Goal of the exercise - Make an exact copy of the records, with the pictures left out.

Data provided -
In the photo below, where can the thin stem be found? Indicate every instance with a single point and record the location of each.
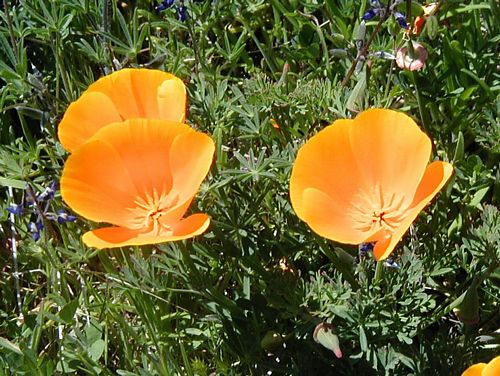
(378, 271)
(11, 28)
(15, 274)
(362, 53)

Solution to this task -
In the photo below, where can the thin stem be found? Indicate every instance with a single point and record the location of each.
(378, 271)
(11, 28)
(15, 274)
(362, 53)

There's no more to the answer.